#### [What is required]
Exact copies of the lines from the start of the records through the line with "TARGET = brown blanket" are what the answer must hold; pictures are not part of it.

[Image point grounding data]
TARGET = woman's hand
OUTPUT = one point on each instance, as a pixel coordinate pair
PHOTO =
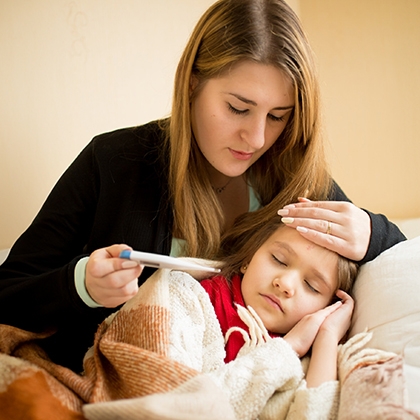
(337, 225)
(110, 280)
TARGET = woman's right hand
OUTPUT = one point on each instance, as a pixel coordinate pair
(110, 280)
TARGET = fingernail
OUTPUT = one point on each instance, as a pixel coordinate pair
(129, 264)
(287, 220)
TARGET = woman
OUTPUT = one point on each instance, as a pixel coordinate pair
(244, 134)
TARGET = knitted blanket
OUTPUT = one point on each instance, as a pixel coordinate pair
(161, 357)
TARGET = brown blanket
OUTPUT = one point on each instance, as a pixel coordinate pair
(129, 360)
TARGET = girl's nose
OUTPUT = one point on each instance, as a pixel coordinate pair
(285, 284)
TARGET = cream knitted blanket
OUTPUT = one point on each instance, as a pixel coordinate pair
(161, 357)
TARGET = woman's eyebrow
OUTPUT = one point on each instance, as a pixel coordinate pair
(251, 102)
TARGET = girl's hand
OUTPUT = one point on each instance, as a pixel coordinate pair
(110, 280)
(337, 225)
(338, 322)
(303, 334)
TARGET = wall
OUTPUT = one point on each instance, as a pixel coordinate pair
(369, 61)
(71, 70)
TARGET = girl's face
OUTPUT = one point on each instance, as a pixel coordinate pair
(236, 118)
(288, 278)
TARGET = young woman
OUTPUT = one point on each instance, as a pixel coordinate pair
(243, 135)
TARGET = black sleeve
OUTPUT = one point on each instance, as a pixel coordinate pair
(384, 234)
(37, 290)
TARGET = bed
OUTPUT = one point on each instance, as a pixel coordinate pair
(384, 383)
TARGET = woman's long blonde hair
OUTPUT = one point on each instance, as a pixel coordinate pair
(267, 32)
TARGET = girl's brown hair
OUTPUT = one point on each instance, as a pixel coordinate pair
(231, 31)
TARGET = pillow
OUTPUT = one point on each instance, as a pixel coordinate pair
(387, 300)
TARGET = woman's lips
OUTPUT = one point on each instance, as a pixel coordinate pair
(241, 155)
(273, 301)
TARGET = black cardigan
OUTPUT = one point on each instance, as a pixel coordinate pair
(114, 192)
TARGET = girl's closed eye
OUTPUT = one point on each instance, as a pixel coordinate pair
(276, 119)
(237, 111)
(311, 288)
(279, 261)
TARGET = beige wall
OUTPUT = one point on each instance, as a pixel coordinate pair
(73, 69)
(369, 61)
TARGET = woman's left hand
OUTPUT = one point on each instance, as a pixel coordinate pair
(337, 225)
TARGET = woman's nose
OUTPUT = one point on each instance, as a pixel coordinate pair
(254, 133)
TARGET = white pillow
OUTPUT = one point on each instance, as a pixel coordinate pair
(387, 300)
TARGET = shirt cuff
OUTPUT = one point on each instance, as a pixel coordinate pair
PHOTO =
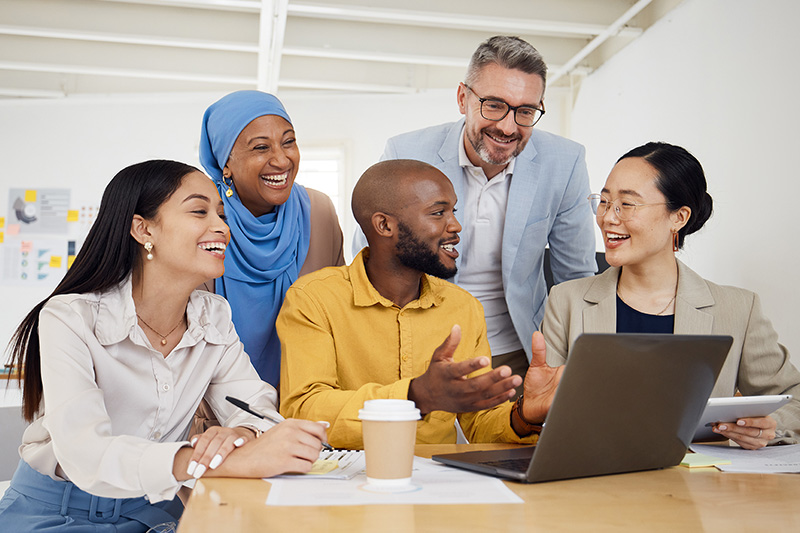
(155, 471)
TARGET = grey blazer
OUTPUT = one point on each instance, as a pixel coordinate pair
(756, 365)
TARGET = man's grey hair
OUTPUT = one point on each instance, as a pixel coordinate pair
(508, 52)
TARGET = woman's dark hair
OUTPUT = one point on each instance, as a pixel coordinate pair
(681, 180)
(107, 257)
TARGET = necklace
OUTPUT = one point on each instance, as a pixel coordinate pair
(163, 337)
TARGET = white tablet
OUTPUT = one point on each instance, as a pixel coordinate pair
(731, 409)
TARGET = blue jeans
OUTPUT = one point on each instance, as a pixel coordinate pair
(36, 502)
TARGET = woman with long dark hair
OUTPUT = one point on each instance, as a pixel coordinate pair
(115, 362)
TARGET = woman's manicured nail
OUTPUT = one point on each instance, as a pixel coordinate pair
(215, 462)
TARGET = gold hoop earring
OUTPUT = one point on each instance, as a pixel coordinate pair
(229, 192)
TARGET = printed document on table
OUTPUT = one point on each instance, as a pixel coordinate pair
(769, 460)
(336, 464)
(431, 483)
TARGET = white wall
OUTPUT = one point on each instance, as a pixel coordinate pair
(717, 77)
(81, 143)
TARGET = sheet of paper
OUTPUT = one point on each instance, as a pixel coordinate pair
(699, 460)
(432, 483)
(336, 464)
(769, 460)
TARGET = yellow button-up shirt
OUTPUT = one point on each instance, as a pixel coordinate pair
(343, 343)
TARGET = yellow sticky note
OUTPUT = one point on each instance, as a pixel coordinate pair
(697, 460)
(323, 466)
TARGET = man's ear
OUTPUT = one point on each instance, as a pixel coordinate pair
(140, 229)
(384, 225)
(461, 98)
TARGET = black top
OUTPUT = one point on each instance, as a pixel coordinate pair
(629, 320)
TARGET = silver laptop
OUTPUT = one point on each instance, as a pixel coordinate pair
(626, 402)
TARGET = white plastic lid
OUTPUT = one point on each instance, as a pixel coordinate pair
(389, 410)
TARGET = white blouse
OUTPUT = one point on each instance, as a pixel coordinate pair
(115, 410)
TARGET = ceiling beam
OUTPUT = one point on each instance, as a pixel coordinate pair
(450, 20)
(345, 86)
(611, 31)
(146, 40)
(272, 28)
(380, 57)
(125, 73)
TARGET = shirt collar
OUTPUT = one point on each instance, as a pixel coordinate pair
(116, 317)
(464, 161)
(366, 295)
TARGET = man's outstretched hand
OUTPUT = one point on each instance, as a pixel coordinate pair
(541, 382)
(446, 387)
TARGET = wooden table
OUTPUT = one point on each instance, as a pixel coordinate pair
(675, 500)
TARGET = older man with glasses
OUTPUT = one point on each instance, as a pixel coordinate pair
(519, 190)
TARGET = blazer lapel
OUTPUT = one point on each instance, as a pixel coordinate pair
(448, 164)
(692, 297)
(521, 195)
(602, 317)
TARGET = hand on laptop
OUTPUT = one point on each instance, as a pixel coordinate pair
(541, 382)
(446, 387)
(749, 433)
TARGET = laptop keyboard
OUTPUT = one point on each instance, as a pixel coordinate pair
(516, 465)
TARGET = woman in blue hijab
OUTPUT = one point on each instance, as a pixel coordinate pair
(279, 229)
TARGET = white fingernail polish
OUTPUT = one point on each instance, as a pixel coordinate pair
(215, 462)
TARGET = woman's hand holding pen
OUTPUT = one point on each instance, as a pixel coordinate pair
(291, 446)
(213, 446)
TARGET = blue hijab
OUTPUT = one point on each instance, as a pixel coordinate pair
(266, 253)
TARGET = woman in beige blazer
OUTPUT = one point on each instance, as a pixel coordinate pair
(654, 197)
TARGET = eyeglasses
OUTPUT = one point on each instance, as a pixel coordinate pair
(496, 110)
(624, 210)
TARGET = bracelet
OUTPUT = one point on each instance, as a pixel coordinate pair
(254, 429)
(527, 427)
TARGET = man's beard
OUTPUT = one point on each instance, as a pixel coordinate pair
(414, 254)
(483, 152)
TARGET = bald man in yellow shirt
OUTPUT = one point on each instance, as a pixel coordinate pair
(389, 326)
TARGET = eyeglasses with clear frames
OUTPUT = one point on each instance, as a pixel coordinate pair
(496, 110)
(623, 209)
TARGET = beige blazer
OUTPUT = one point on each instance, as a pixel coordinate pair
(756, 365)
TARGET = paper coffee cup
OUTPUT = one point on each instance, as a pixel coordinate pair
(390, 431)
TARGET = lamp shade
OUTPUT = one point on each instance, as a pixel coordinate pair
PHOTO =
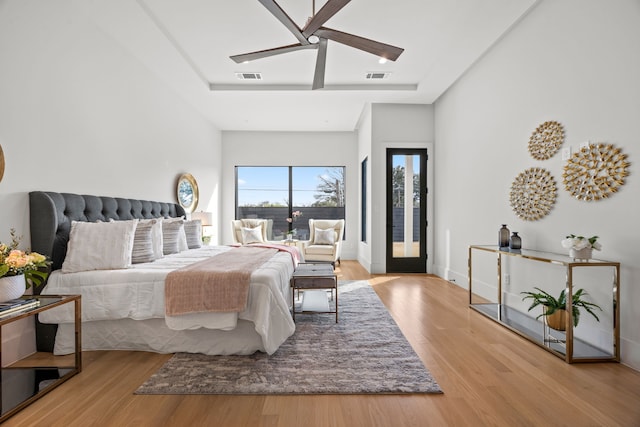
(205, 217)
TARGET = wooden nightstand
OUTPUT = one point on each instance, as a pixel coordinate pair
(33, 376)
(312, 277)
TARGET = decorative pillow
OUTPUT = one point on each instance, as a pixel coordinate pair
(252, 235)
(143, 243)
(99, 246)
(172, 231)
(156, 236)
(324, 237)
(193, 232)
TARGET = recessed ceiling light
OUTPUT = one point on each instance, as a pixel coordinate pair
(377, 75)
(249, 76)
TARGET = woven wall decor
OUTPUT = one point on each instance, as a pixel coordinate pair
(546, 140)
(595, 172)
(533, 194)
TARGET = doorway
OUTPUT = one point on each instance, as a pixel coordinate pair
(406, 249)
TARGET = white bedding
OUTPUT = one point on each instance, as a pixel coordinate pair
(137, 293)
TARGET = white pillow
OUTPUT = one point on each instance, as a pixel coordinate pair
(99, 246)
(182, 237)
(143, 243)
(252, 235)
(324, 237)
(193, 233)
(156, 236)
(172, 232)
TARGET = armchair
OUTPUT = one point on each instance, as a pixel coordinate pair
(325, 241)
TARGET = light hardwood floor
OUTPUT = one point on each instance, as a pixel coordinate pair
(489, 375)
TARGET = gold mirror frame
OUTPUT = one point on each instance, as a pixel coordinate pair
(546, 140)
(187, 192)
(1, 163)
(595, 172)
(533, 194)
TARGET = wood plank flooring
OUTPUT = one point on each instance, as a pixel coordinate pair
(489, 375)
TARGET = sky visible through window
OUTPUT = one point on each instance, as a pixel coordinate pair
(257, 185)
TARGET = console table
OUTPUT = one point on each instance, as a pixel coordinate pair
(31, 377)
(563, 344)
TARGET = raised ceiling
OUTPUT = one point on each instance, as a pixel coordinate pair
(187, 44)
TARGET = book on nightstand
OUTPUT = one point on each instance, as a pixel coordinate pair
(17, 305)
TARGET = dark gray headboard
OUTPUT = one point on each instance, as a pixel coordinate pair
(51, 215)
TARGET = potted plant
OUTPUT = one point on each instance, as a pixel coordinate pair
(555, 309)
(580, 247)
(19, 269)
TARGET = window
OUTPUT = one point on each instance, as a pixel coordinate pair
(275, 192)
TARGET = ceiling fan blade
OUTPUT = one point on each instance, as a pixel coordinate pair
(245, 57)
(379, 49)
(330, 8)
(321, 62)
(282, 16)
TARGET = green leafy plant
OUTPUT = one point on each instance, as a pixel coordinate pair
(14, 262)
(552, 304)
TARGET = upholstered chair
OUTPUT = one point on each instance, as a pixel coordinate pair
(325, 241)
(251, 230)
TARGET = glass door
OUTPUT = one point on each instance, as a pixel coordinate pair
(406, 210)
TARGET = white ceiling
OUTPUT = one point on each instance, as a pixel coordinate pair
(187, 44)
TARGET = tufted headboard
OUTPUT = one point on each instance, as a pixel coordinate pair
(51, 215)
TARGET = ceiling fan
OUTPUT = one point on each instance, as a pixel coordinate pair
(315, 36)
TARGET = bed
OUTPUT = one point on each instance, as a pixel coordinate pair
(124, 308)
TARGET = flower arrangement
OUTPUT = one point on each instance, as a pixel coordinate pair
(294, 216)
(14, 262)
(580, 242)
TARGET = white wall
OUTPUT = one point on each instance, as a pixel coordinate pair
(392, 126)
(79, 114)
(292, 149)
(574, 61)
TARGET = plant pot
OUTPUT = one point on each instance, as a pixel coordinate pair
(584, 253)
(12, 287)
(557, 320)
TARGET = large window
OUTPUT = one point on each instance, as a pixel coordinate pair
(276, 192)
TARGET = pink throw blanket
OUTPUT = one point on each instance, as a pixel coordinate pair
(217, 284)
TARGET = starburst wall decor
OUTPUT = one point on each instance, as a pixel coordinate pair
(546, 140)
(596, 172)
(533, 194)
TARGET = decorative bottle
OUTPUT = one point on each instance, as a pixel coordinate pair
(515, 242)
(503, 237)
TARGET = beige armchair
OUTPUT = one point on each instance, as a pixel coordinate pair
(325, 241)
(262, 235)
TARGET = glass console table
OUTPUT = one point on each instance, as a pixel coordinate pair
(590, 345)
(31, 377)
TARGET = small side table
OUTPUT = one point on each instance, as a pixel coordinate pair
(31, 377)
(314, 276)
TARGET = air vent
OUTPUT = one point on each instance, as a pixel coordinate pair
(249, 76)
(377, 75)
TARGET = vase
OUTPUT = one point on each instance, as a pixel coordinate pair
(557, 320)
(584, 253)
(515, 242)
(503, 236)
(12, 287)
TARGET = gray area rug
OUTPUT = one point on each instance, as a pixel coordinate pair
(364, 353)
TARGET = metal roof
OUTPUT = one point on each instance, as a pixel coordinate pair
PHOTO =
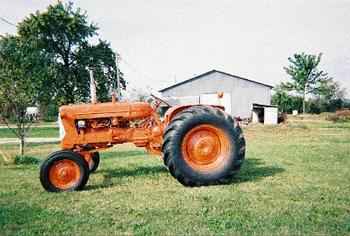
(210, 72)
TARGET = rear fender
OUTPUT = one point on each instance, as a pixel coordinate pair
(173, 111)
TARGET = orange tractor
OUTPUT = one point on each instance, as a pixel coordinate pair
(199, 144)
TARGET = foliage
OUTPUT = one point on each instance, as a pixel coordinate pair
(340, 116)
(26, 160)
(285, 102)
(306, 77)
(20, 79)
(64, 35)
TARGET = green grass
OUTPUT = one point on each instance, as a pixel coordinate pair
(295, 181)
(36, 132)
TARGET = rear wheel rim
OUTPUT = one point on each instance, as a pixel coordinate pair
(205, 147)
(64, 174)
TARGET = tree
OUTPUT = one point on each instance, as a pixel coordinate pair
(20, 77)
(285, 101)
(65, 35)
(306, 77)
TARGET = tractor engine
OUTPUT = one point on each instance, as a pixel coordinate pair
(101, 125)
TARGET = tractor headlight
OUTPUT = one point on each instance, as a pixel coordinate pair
(81, 124)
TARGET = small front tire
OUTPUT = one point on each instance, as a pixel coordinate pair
(64, 171)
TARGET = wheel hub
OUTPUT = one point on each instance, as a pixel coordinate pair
(204, 146)
(64, 174)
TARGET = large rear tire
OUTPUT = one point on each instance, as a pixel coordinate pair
(64, 171)
(203, 146)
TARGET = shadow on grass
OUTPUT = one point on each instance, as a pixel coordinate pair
(110, 174)
(255, 170)
(252, 170)
(122, 154)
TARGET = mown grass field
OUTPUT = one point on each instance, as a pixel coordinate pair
(36, 132)
(295, 181)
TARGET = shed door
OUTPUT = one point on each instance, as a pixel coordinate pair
(213, 99)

#### [Exercise output]
TARGET = woman's hand
OUTPUT = one point on each instance, as a pixel coordinate pair
PHOTO =
(337, 225)
(110, 280)
TARGET = woman's right hand
OUTPUT = one point on each instance, as a pixel coordinate pair
(110, 280)
TARGET = fingernail
OUTPUT = one point on each instance, as a pixel coordinate pair
(129, 264)
(287, 220)
TARGET = woman
OUTPUT = one point on each instance, as a pixel coordinate pair
(244, 134)
TARGET = knitted blanket
OUTPUT = one point on each instance, as a pixel coordinate pair
(161, 357)
TARGET = brown blanket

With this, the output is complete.